+++ MATERIAL FOR THIS EXERCISE +++
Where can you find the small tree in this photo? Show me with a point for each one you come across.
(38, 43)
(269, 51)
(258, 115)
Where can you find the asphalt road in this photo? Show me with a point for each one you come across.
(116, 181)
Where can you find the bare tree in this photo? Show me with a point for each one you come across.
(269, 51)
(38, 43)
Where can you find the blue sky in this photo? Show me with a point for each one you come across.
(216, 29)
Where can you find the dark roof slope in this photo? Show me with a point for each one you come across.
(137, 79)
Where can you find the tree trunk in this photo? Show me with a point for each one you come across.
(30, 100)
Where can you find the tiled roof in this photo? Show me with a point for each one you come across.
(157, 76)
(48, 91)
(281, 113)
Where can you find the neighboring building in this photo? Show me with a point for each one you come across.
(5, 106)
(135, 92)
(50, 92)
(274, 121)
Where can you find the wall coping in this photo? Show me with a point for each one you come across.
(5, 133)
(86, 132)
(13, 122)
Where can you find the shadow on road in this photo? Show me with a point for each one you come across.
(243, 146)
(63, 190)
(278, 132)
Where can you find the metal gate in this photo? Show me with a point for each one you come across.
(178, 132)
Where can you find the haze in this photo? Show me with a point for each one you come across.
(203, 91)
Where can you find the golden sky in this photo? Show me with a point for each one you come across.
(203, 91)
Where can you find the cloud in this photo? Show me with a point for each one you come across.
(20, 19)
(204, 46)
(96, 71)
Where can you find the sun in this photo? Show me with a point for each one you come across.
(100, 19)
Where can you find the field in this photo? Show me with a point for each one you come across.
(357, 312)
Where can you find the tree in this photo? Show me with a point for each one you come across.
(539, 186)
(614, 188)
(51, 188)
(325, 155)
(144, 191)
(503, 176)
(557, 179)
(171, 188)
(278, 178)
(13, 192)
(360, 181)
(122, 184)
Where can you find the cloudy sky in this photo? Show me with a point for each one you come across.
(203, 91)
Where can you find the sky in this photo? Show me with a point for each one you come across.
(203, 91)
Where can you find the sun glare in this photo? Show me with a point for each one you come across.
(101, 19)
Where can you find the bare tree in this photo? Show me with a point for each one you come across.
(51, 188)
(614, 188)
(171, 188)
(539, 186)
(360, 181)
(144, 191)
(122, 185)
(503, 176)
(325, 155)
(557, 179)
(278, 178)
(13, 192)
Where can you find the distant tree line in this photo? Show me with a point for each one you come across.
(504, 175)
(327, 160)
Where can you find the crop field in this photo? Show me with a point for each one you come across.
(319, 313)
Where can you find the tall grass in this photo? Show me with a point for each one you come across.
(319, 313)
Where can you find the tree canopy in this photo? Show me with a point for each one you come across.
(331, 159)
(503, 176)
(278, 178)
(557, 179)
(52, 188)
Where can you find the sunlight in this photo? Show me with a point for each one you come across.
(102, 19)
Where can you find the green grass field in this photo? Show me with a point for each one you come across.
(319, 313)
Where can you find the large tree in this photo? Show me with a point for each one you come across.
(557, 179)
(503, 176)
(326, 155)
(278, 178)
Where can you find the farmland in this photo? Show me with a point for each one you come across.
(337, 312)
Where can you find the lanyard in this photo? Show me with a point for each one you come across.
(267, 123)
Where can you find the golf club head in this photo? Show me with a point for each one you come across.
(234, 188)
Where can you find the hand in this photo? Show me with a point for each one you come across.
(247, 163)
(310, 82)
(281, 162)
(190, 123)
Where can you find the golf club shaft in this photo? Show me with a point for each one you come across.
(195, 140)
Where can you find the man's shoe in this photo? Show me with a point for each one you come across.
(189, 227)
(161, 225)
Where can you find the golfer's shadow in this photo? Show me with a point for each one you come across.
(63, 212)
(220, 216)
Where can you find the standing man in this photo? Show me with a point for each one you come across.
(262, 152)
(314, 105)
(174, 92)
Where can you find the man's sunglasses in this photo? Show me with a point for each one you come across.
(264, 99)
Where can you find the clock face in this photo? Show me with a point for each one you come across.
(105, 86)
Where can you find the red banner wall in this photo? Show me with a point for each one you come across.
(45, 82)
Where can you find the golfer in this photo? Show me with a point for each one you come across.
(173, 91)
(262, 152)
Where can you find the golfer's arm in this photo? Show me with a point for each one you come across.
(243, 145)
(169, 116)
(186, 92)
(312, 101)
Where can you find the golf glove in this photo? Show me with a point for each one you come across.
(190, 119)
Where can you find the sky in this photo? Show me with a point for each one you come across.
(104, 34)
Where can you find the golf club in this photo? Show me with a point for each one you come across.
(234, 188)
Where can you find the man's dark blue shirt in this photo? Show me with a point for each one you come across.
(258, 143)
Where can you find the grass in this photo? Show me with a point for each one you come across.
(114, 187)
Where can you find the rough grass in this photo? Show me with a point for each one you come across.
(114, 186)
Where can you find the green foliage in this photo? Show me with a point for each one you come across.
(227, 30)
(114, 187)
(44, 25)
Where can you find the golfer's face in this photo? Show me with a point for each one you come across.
+++
REQUIREMENTS:
Render every row above as a JSON list of strings, with one string per line and no blank lines.

OUTPUT:
[
  "Where can you find the small tree in this photo? Show me with a point for each one you come across.",
  "(38, 43)",
  "(269, 51)",
  "(258, 115)",
  "Where can you find the asphalt road in this photo? Show me with a point for each one you come across.",
  "(116, 181)",
  "Where can you find the bare tree in this photo? Show me with a point for each one you come across.",
  "(269, 51)",
  "(38, 43)",
  "Where can you find the blue sky in this photo? Show me with a point for each one you come across.",
  "(216, 29)",
  "Where can you find the dark roof slope in this photo? Show me with a point for each one you come across.",
  "(137, 79)",
  "Where can you find the tree trunk in this photo? Show me with a point for each one you come across.",
  "(30, 100)",
  "Where can you find the tiled roof in this photo? Show me with a point for each one you come across.",
  "(157, 76)",
  "(48, 91)",
  "(281, 113)",
  "Where can you find the neighboring building in this photo? Show me with a point for each one you come across.",
  "(5, 106)",
  "(135, 92)",
  "(50, 92)",
  "(274, 121)",
  "Where can you find the wall coping in this photo? Show me with a point for each one you come across.",
  "(5, 133)",
  "(86, 132)",
  "(13, 122)",
  "Where can you find the shadow on road in this photo? Show me with a point for each one you come across.",
  "(243, 146)",
  "(63, 190)",
  "(278, 132)",
  "Where can you find the metal gate in this photo? Show me with a point for each one you come across.",
  "(178, 132)",
  "Where can you find the haze in this photo? Show me with a point for each one you come across.",
  "(203, 91)",
  "Where can you find the golden sky in this photo? Show me with a point for each one you come across.",
  "(203, 91)",
  "Where can you find the cloud in this photo? Show me with a point for each one you come across.",
  "(20, 19)",
  "(204, 46)",
  "(96, 71)",
  "Where can you find the sun in this photo? Show me with a point for each one you come across.",
  "(100, 19)",
  "Where can you find the field in this photo? Show me with a point for each one you come across.",
  "(357, 312)",
  "Where can you find the tree in this photo? Show me with a point for each one you come across.",
  "(539, 186)",
  "(614, 188)",
  "(51, 188)",
  "(325, 155)",
  "(144, 191)",
  "(503, 176)",
  "(557, 179)",
  "(171, 188)",
  "(278, 178)",
  "(13, 192)",
  "(360, 181)",
  "(122, 184)",
  "Where can you find the cloudy sky in this photo? Show me with a point for each one you come across.",
  "(203, 91)",
  "Where can you find the sky in this photo? Show me with a point for each one you come across.",
  "(203, 91)",
  "Where can you find the sun glare in this photo? Show me with a point for each one you come across.",
  "(101, 19)",
  "Where can you find the bare tree in this photo? Show me with a point for each one you come across.",
  "(51, 188)",
  "(614, 188)",
  "(171, 188)",
  "(539, 186)",
  "(360, 181)",
  "(144, 191)",
  "(122, 185)",
  "(503, 176)",
  "(325, 155)",
  "(557, 179)",
  "(278, 178)",
  "(13, 192)",
  "Where can you find the distant tree line in this photo? Show me with a point for each one you come across.",
  "(504, 175)",
  "(327, 160)",
  "Where can you find the crop field in this photo? Show me with a point for each one you come across.",
  "(319, 313)",
  "Where can you find the tall grass in this photo? Show me with a point for each one you come across.",
  "(319, 313)",
  "Where can you find the tree canopy in this photo? Show me with a point for each one you come across.",
  "(331, 159)",
  "(503, 176)",
  "(278, 178)",
  "(557, 179)",
  "(52, 188)",
  "Where can you find the sunlight in this photo? Show me with a point for each one you come across.",
  "(102, 19)",
  "Where can you find the green grass field in this photo? Show me with a point for each one you come across.",
  "(319, 313)",
  "Where can you find the large tree in this photo? Show me with a point for each one you come across.",
  "(557, 179)",
  "(503, 176)",
  "(326, 155)",
  "(278, 178)",
  "Where can you find the farmland in this photo? Show me with a point for each one you come across.",
  "(337, 312)",
  "Where can you find the lanyard in this photo? Show me with a point for each one you come across.",
  "(267, 123)",
  "Where can you find the golf club head in this photo? Show me with a point for each one you come across.",
  "(234, 188)",
  "Where can you find the hand in this photo? Show me with a point for each one you come across.",
  "(247, 163)",
  "(310, 82)",
  "(281, 162)",
  "(190, 123)",
  "Where can you find the golf club shaft in this photo? Show me with a point for each one you come across.",
  "(195, 140)",
  "Where can you find the man's shoe in this photo? Show me with a point for each one you come across.",
  "(189, 227)",
  "(161, 225)",
  "Where can you find the golfer's shadow in this photo? Show me with a point for each one you come across.",
  "(63, 212)",
  "(220, 216)",
  "Where can you find the standing man in this photo? Show me with a point for each one you come across.",
  "(262, 152)",
  "(314, 105)",
  "(174, 92)",
  "Where can you find the man's sunglasses in this photo? Show me with a point for each one you come across.",
  "(264, 99)",
  "Where can you find the clock face in this photo? Show me with a point for each one you come across.",
  "(105, 86)",
  "Where can you find the red banner wall in this photo? Show me with a point for each one you come across.",
  "(45, 82)",
  "Where can you find the golfer in this photo? Show me with a point for each one you come across.",
  "(173, 91)",
  "(262, 152)",
  "Where can you find the golfer's arm in this photo? Show me with a point for each one you come across.",
  "(243, 145)",
  "(169, 116)",
  "(186, 92)",
  "(312, 101)",
  "Where can you find the golf glove in this photo? Show me with a point for each one you come across.",
  "(190, 119)",
  "Where can you find the sky in this photo? Show me with a point for each one you come across.",
  "(104, 34)",
  "Where can you find the golf club in this photo? Show me with a point for each one you come across.",
  "(234, 188)",
  "Where can you find the man's dark blue shirt in this photo? Show me with a point for each one you come across.",
  "(258, 143)",
  "Where can you find the grass in this photo? Show me with a point for each one you come across.",
  "(114, 187)",
  "Where can you find the rough grass in this photo? Show me with a point for each one you come across.",
  "(114, 186)",
  "Where can you find the green foliage in this photo? Show me with a point for each one you come across.",
  "(227, 30)",
  "(114, 187)",
  "(44, 25)",
  "Where can you find the golfer's face in this photo? Show me with a point for each one you come across."
]